Format everything from the line containing "Target: metal fork" down to the end of the material as a Markdown table with the columns Row and Entry. Give each line its own numbered row and leave out blank lines.

-- Start RECORDS PROVIDED --

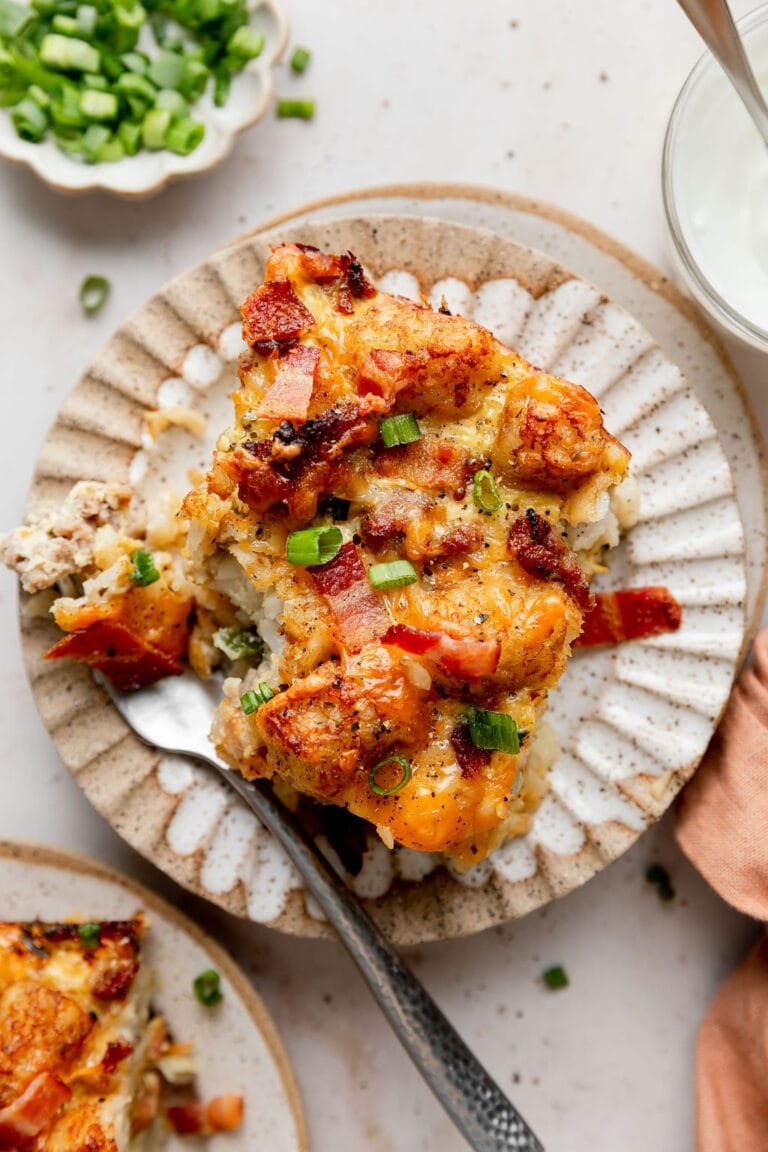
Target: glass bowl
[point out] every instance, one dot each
(707, 93)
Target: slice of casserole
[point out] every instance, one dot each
(411, 514)
(78, 1048)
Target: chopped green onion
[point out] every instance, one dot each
(396, 430)
(90, 934)
(144, 569)
(30, 121)
(14, 19)
(392, 574)
(299, 60)
(313, 545)
(495, 732)
(154, 129)
(184, 136)
(250, 702)
(296, 110)
(238, 643)
(207, 987)
(167, 69)
(130, 137)
(485, 492)
(92, 141)
(407, 772)
(68, 53)
(245, 44)
(98, 105)
(555, 978)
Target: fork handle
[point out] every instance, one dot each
(471, 1098)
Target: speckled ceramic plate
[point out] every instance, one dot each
(236, 1045)
(632, 722)
(147, 172)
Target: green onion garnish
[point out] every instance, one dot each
(299, 60)
(494, 732)
(313, 545)
(90, 934)
(296, 110)
(485, 492)
(240, 643)
(251, 700)
(555, 977)
(93, 294)
(407, 772)
(400, 430)
(144, 570)
(393, 574)
(207, 987)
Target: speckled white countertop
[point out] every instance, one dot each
(557, 100)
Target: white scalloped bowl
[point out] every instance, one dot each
(147, 172)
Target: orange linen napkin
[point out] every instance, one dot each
(722, 826)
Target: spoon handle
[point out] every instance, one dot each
(714, 22)
(471, 1098)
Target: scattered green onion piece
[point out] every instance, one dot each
(313, 545)
(130, 137)
(194, 78)
(396, 430)
(296, 110)
(207, 987)
(185, 136)
(167, 69)
(377, 789)
(238, 643)
(154, 129)
(250, 702)
(144, 569)
(485, 492)
(555, 978)
(136, 62)
(99, 106)
(30, 121)
(68, 53)
(221, 86)
(392, 574)
(245, 44)
(495, 732)
(14, 19)
(90, 934)
(299, 60)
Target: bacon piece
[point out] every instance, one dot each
(471, 760)
(223, 1113)
(456, 657)
(630, 615)
(545, 555)
(32, 1111)
(126, 659)
(274, 315)
(289, 396)
(385, 373)
(355, 606)
(427, 463)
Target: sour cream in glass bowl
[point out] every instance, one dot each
(715, 191)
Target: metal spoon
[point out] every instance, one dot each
(175, 714)
(714, 22)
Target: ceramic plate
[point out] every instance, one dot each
(149, 172)
(632, 722)
(236, 1045)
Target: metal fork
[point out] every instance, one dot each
(175, 714)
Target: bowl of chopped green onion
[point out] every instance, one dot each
(126, 96)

-- End RECORDS PROVIDED --

(THE SOLUTION)
| Row | Entry |
|---|---|
| 1 | Target: metal fork |
| 2 | [point out] every instance, one dot each |
| 3 | (175, 714) |
| 4 | Target: bowl of chopped green onion |
| 5 | [point out] every instance, one dot each |
| 6 | (126, 96) |